# Problem 1
Find every line in the listing below that contains the string "feather", and copy each of those lines.

# Document segment
My folks’ feelings towards skating were always just whatever. Pretty sure they would’ve been happier to take me to a hockey game or skiing instead of spending their Saturdays waiting for me next to the stinky helmet lockers at the old Taz skatepark on Berri, but they did it anyway. When I was nine or ten, during one of these endless Taz missions, my dad came looking for me in the park, running in between dudes, yelling

I had to come see this guy in the vert ramp. I was embarrassed, but it was cool to see him pumped like that. The vert skater was straight murdering it, floating in the air like a feather. Little did I know the guy was actually a well-respected French Canadian skateboarder named Pierre-Luc Gagnon, who would later change the game in vert skateboarding. Until I got to learn who he really was a couple years later, PLG was the guy in the white shirt who made my dad understand that skating is f*cking sick.

Thank you

So, you’ve been pro for 20 years. How does it feel?

PLG, portrait

Feels good man. Much respect to you guys for highlighting this milestone. It means a lot to me.


Boom! Let’s start from the beginning of the time line. Where are you from?

I grew up on the South Shore of Montreal, in a town called Boucherville. Pretty much lived there until I turned 20 and moved to California.

How did you get into vert Skating? Was there even a ramp to skate close to Boucherville?

Actually, yeah. There was a skatepark right by my house with a weird asphalt bowl, a quarter pipe, benches, flatbars and a 12 foot tall vert ramp. Since vert skating was actually the main thing at that time, a lot of cities had a blue metal ramp just like this one.

# Dataset excerpts
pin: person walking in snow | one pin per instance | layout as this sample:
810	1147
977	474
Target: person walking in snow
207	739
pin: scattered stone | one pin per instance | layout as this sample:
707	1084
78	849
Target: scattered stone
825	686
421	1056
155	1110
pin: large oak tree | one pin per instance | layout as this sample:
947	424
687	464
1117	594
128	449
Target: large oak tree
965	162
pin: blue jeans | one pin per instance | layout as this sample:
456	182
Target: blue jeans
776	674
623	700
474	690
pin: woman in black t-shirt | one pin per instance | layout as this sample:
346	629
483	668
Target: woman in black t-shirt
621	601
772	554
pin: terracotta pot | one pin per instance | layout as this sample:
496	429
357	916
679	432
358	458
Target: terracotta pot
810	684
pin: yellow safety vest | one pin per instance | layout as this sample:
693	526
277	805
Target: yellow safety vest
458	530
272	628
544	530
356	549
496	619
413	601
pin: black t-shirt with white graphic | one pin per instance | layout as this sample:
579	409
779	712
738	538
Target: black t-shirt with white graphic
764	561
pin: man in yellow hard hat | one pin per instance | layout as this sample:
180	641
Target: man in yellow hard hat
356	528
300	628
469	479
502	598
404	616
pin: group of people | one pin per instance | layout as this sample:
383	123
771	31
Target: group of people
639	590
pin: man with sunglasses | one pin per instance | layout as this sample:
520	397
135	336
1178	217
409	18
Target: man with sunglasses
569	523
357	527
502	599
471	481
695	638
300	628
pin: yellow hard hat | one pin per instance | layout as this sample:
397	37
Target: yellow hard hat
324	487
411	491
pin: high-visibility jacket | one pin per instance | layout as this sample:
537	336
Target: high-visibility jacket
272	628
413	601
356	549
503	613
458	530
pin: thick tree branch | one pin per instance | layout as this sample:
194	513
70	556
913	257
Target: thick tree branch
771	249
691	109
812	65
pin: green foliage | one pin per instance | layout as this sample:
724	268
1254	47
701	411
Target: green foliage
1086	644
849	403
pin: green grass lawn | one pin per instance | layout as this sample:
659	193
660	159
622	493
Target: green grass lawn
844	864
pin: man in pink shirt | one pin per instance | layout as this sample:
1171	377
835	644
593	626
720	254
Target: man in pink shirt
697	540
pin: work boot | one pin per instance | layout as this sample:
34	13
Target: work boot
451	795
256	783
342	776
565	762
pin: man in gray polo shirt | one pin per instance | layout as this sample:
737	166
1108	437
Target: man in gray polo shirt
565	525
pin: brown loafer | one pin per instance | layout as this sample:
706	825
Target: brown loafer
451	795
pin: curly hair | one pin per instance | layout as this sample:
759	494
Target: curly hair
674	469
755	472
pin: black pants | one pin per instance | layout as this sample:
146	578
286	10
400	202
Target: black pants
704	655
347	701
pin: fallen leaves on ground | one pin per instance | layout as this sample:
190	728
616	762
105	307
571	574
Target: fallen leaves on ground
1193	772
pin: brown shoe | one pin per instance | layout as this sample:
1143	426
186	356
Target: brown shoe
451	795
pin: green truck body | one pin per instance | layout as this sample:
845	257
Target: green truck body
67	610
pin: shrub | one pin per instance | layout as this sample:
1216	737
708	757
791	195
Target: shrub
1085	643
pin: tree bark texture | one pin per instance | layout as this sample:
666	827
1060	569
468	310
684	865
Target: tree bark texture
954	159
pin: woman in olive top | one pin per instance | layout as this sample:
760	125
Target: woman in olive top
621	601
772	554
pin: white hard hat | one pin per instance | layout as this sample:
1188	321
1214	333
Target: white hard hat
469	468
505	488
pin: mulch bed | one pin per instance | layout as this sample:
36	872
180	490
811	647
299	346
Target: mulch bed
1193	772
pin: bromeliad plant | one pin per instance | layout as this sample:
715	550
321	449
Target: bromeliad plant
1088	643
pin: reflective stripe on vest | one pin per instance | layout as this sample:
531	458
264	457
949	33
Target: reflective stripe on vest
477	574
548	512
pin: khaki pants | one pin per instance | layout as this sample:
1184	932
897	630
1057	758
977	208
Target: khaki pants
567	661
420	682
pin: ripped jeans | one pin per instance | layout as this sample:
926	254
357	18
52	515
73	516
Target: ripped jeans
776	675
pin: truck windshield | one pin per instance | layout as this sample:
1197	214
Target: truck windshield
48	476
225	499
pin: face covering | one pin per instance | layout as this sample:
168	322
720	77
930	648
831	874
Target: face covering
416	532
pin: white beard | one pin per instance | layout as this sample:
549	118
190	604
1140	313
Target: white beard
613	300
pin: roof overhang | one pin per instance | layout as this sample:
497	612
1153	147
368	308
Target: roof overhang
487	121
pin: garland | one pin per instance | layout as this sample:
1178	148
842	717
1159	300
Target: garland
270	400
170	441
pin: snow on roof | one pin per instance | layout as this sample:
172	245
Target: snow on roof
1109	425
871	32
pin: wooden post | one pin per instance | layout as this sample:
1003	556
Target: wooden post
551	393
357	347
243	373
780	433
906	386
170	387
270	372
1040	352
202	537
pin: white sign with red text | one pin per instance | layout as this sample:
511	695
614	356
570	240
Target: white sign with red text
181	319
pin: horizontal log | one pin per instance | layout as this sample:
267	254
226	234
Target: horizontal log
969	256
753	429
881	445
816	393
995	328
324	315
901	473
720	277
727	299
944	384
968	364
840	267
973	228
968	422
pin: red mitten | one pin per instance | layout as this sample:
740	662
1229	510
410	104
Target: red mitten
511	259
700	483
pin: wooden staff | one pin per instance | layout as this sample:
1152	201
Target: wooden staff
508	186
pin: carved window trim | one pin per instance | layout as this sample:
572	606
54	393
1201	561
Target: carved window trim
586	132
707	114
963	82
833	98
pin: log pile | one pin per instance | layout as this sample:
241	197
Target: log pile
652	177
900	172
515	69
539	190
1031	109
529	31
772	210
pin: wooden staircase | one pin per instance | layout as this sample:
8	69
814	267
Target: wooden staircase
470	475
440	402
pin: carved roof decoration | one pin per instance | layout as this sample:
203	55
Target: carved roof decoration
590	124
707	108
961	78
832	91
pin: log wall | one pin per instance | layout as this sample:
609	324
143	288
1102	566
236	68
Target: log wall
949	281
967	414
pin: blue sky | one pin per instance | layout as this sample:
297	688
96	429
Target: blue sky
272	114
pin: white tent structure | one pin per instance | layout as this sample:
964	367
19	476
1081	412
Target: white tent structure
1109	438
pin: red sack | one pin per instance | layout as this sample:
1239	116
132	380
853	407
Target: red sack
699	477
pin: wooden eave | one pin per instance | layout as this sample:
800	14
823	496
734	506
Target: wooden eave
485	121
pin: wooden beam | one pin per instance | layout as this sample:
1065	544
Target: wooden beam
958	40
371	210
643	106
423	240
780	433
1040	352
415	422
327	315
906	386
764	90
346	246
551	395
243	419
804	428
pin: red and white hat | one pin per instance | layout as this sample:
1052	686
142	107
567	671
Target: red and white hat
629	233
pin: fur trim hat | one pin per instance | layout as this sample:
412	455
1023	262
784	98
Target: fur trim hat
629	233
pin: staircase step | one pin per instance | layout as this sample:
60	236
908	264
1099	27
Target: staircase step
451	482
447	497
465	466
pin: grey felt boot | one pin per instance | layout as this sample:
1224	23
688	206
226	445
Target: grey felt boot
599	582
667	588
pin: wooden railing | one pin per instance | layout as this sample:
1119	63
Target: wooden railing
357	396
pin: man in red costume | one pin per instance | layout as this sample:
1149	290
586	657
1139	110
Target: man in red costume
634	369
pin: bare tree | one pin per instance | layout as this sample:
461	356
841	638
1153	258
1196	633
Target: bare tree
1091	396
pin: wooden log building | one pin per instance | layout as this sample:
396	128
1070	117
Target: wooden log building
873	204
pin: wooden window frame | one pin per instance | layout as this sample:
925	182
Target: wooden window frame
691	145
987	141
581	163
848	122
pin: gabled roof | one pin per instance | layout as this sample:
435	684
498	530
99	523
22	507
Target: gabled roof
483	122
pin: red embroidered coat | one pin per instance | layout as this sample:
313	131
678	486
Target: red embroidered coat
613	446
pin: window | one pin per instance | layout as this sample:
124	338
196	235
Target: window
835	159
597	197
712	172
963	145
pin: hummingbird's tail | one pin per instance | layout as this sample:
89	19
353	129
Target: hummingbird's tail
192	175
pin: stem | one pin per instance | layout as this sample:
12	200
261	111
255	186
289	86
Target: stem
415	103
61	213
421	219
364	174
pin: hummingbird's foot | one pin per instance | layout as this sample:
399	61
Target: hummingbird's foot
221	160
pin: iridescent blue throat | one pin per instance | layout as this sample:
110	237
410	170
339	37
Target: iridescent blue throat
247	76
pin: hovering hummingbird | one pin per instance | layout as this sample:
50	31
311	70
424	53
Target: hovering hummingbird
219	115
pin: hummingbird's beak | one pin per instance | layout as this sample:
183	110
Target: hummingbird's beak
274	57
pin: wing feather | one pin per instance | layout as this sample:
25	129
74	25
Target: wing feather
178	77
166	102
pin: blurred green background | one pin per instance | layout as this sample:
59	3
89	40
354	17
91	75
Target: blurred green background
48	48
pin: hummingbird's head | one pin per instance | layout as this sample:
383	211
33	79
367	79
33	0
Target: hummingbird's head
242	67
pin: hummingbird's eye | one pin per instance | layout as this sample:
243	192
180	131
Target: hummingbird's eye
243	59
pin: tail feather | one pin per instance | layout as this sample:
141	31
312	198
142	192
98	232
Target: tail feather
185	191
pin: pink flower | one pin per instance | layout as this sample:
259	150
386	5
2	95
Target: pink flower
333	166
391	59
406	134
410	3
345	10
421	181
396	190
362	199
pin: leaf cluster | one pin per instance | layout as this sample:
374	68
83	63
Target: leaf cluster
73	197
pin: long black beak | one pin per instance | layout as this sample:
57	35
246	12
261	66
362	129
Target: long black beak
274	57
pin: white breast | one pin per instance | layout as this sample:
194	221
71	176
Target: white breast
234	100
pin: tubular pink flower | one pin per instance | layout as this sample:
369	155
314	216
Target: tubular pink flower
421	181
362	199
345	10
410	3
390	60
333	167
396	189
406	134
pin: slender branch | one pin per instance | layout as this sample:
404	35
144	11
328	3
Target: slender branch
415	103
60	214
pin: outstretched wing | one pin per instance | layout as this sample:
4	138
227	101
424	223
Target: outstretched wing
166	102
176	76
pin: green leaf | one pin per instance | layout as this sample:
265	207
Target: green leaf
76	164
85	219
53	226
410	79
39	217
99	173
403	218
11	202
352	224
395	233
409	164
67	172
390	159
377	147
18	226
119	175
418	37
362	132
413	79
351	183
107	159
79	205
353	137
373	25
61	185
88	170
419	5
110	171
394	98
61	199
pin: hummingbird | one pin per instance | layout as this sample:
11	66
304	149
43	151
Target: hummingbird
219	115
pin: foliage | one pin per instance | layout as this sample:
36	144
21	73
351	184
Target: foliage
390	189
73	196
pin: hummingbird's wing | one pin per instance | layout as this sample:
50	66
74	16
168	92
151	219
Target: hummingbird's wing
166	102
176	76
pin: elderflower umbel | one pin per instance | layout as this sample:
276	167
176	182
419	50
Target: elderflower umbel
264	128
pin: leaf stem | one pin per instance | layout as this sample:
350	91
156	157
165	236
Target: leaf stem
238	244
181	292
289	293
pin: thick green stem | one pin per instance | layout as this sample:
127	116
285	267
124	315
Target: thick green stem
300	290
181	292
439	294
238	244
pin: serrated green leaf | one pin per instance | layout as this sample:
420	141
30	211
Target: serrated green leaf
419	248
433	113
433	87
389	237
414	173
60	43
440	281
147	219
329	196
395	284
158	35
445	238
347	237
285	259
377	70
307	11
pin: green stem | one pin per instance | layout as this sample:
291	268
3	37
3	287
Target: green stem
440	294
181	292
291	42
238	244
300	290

# Problem 2
In the skateboarding interview above, how tall was the vert ramp at the skatepark near PLG's house?

# Task answer 1
pin: wing feather | one pin per instance | layout as this sample:
Target: wing feather
pin: tail feather | one pin per instance | layout as this sample:
Target: tail feather

# Task answer 2
12 feet tall.